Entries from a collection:

════════════════════

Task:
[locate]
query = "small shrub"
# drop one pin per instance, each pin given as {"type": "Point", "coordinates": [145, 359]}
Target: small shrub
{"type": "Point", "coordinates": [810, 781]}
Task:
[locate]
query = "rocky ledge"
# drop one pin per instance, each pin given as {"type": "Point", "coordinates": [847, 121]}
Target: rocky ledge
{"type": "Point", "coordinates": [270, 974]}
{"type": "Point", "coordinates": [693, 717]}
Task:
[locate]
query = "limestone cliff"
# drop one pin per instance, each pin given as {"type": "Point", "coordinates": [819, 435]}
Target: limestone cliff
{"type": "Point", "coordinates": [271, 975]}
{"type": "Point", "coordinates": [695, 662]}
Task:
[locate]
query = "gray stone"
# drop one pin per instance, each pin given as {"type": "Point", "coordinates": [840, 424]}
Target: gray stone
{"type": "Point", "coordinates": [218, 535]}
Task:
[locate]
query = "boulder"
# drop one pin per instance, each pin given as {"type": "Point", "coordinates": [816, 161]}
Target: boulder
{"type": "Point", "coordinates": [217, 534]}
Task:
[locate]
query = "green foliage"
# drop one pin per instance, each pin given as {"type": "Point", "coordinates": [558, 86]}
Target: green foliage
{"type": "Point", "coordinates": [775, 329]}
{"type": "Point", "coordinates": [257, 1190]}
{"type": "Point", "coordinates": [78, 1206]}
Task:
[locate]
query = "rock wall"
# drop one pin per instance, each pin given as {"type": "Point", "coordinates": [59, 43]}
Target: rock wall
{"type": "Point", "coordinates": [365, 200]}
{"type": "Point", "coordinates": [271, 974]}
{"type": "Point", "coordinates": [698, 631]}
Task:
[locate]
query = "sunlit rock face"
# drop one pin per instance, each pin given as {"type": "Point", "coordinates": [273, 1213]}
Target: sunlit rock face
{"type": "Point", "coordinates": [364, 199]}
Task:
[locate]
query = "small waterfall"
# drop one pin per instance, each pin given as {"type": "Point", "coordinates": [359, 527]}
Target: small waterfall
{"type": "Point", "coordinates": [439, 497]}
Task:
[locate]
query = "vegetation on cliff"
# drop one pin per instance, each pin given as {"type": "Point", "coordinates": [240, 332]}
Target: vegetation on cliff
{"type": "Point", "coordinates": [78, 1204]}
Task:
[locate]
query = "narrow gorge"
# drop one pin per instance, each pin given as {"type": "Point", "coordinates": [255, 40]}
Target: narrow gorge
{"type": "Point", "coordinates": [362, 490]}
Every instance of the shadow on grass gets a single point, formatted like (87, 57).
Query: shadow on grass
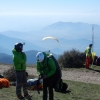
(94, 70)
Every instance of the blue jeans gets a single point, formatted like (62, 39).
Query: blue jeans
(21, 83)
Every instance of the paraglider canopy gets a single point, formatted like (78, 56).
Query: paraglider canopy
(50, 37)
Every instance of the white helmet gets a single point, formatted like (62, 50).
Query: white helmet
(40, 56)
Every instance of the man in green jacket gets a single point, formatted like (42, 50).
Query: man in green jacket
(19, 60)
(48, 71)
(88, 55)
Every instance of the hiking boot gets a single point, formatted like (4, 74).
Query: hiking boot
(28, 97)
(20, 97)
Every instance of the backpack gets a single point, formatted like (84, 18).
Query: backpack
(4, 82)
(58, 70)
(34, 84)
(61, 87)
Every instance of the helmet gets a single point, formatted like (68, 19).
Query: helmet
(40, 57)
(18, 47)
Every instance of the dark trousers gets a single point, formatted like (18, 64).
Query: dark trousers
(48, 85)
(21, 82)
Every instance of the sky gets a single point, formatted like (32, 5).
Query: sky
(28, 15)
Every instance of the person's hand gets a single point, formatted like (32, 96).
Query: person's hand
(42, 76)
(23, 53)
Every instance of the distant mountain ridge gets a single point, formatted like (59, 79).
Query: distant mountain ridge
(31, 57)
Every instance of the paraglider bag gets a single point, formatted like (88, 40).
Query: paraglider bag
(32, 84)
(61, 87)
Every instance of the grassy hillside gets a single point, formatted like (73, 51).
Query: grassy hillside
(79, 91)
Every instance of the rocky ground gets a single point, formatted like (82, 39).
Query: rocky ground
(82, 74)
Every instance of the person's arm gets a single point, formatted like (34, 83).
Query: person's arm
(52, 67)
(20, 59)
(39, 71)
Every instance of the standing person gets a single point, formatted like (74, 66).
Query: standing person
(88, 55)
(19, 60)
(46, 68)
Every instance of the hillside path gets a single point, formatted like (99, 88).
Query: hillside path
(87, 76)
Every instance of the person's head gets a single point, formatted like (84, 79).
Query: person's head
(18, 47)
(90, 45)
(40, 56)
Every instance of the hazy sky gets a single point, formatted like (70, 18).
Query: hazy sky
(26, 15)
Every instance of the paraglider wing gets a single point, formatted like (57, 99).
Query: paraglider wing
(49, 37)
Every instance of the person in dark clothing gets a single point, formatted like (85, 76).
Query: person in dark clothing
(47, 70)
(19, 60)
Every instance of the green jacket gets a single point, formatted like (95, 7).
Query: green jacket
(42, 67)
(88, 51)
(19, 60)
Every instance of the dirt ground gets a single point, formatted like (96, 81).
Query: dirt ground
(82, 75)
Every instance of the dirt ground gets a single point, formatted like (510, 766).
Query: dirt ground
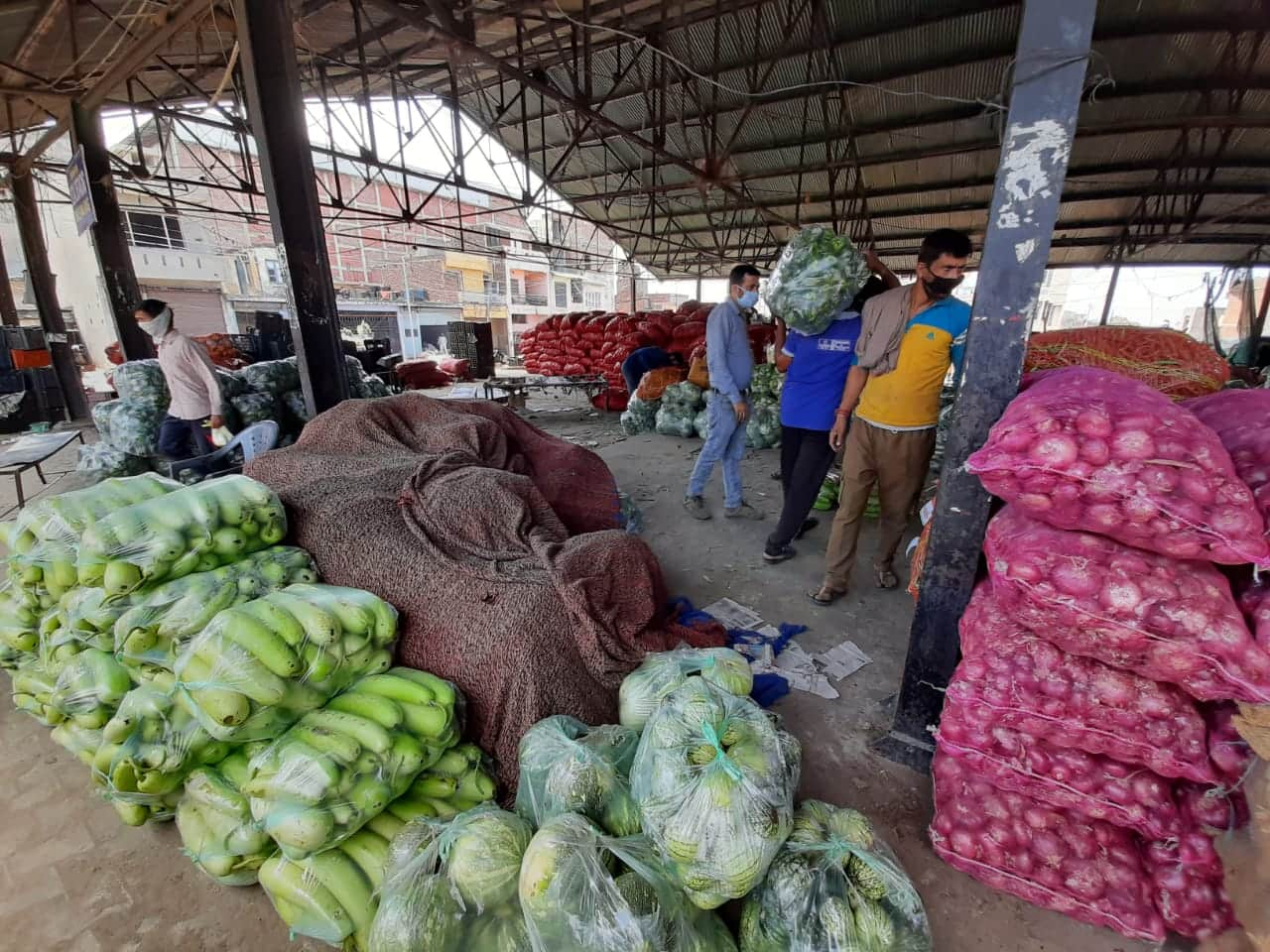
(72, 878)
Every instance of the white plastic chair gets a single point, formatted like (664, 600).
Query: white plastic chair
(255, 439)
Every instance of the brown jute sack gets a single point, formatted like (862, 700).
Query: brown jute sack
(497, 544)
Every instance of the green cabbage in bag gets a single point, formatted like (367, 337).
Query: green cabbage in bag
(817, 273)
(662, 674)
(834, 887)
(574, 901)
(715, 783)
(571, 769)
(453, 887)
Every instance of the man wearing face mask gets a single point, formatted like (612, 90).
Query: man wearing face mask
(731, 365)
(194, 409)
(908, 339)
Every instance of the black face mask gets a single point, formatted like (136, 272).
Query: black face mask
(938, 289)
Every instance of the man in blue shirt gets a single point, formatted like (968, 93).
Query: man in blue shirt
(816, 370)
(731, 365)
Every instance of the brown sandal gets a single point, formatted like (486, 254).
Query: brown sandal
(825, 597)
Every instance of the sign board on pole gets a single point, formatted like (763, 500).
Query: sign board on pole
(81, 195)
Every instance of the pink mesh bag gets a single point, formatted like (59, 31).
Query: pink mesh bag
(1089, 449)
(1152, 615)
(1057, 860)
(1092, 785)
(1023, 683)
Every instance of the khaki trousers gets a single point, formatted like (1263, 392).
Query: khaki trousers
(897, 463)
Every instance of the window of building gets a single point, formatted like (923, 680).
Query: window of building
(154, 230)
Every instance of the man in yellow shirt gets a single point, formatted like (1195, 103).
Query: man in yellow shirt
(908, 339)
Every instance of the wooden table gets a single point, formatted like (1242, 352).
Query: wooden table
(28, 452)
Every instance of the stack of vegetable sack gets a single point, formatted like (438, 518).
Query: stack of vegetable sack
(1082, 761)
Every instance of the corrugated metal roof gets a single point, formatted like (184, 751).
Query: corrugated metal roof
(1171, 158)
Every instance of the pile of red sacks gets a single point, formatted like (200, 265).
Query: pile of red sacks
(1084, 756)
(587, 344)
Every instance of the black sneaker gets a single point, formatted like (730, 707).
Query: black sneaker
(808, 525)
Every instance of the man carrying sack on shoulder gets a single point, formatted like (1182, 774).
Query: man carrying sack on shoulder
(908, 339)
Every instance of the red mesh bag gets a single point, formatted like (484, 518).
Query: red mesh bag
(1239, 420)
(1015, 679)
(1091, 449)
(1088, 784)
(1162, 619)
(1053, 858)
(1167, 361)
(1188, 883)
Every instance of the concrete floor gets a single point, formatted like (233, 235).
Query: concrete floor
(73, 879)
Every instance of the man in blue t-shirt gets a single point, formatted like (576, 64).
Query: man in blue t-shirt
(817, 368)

════════════════════

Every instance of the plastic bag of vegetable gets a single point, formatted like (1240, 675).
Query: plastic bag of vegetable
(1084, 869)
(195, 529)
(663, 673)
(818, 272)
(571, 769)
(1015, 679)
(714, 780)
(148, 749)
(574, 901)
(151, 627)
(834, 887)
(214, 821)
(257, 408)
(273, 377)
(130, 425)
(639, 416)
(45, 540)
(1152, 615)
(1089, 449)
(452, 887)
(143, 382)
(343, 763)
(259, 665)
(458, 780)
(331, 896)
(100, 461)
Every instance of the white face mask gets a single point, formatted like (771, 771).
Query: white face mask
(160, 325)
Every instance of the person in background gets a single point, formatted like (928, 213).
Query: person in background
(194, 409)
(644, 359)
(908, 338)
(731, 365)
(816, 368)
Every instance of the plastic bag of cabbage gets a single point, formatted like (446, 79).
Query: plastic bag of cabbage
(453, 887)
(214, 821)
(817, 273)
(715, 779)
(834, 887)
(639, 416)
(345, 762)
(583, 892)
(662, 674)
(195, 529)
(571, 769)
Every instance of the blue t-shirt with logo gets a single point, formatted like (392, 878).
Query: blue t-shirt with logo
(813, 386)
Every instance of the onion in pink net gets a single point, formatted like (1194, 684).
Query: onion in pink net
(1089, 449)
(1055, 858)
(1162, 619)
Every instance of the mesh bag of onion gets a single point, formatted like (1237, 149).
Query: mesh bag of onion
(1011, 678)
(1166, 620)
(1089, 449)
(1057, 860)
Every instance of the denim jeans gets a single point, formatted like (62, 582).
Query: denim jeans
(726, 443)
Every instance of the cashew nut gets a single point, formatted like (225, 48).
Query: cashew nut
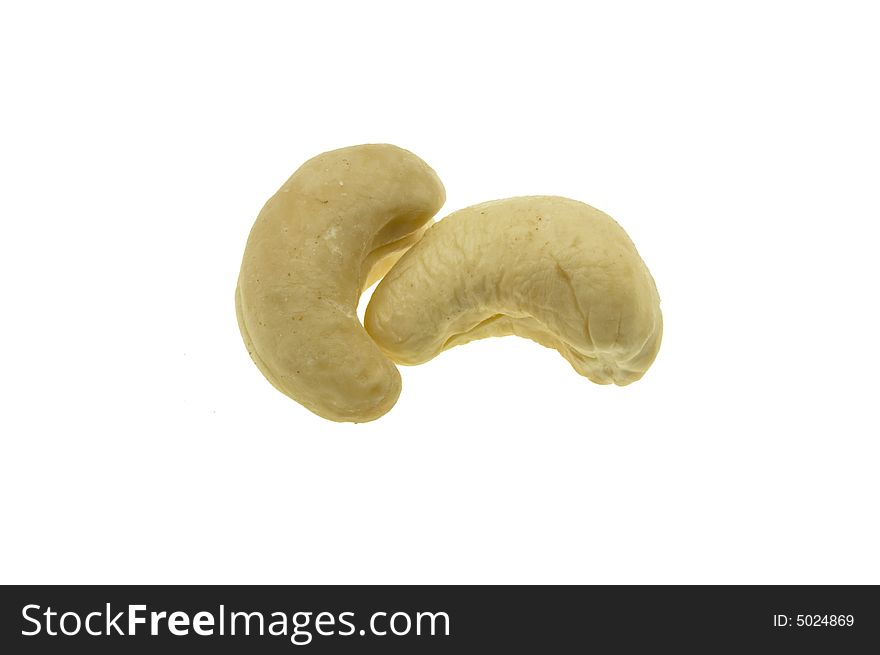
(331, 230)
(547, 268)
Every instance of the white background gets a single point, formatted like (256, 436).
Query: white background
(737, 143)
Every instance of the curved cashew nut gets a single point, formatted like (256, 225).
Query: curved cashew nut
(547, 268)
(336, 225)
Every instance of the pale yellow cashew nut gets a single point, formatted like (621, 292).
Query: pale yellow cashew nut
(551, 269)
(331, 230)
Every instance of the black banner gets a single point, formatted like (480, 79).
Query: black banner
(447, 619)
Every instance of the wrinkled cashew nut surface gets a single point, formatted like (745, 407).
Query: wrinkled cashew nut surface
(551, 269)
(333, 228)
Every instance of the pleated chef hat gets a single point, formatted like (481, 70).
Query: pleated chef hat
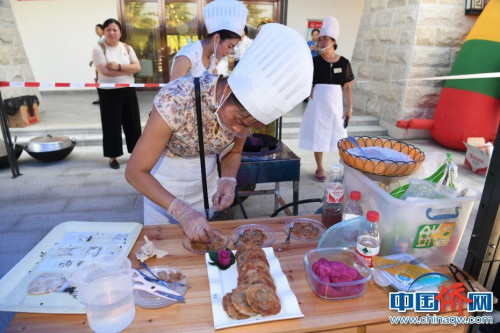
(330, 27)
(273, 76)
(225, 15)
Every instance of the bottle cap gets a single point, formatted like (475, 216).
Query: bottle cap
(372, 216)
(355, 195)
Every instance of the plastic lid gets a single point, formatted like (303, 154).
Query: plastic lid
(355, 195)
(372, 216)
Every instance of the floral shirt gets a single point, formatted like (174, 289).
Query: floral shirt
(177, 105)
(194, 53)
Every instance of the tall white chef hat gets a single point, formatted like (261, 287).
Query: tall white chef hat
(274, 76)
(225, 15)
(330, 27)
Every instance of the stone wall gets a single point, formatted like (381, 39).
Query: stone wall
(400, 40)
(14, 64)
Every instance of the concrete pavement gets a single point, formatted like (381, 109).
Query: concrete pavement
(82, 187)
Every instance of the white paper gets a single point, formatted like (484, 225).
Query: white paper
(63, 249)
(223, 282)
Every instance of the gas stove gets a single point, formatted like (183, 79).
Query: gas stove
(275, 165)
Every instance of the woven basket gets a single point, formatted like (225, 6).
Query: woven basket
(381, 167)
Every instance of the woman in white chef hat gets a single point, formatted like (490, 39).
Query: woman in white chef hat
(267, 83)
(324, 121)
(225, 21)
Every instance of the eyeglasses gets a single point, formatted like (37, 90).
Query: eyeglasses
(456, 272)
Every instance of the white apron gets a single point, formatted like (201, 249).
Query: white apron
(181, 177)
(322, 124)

════════════════════

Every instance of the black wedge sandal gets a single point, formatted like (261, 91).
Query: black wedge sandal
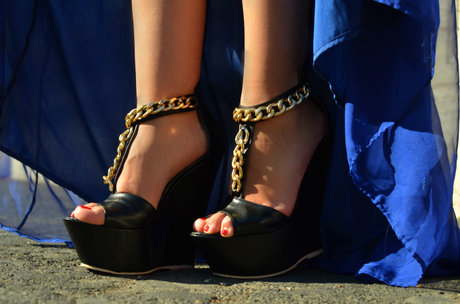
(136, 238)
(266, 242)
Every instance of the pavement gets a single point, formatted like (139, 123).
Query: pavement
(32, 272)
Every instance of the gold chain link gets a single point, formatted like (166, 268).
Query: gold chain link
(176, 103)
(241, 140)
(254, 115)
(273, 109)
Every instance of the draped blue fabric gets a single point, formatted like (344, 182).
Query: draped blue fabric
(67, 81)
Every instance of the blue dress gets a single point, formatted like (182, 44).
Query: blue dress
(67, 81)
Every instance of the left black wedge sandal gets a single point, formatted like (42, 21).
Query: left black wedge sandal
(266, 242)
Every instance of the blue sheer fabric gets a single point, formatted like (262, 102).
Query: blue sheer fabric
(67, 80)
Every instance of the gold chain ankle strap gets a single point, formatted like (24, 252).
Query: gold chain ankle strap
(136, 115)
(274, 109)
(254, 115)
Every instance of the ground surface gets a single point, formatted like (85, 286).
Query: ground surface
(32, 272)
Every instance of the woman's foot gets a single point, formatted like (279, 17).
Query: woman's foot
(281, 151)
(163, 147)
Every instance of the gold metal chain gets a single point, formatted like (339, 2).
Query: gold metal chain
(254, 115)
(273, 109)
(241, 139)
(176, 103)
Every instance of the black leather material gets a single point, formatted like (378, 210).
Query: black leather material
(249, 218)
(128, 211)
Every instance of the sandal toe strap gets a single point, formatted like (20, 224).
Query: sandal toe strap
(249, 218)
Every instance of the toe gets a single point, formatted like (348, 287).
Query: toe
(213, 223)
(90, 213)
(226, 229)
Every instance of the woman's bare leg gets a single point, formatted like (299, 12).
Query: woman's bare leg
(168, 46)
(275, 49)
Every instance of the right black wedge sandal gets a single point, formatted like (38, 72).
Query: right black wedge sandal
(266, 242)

════════════════════

◆ **What this task involves**
Gather every line of the data above that contains the word "floral" and list those lines.

◆ **Exercise output**
Every instance of the floral shirt gets a single point, formatted like (174, 289).
Query: floral shirt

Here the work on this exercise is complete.